## TASK GOAL
This exercise requires an exact copy of each line from the one containing "Target: white appliance" down to the last line below.

## RECORDS FOR PROCESSING

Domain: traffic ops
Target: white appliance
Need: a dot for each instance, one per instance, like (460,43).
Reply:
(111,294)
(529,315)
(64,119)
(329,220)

## WRITTEN RESPONSE
Target: white appliance
Need: a dot for each instance, one per instance, like (460,43).
Reply:
(111,294)
(529,315)
(64,119)
(329,220)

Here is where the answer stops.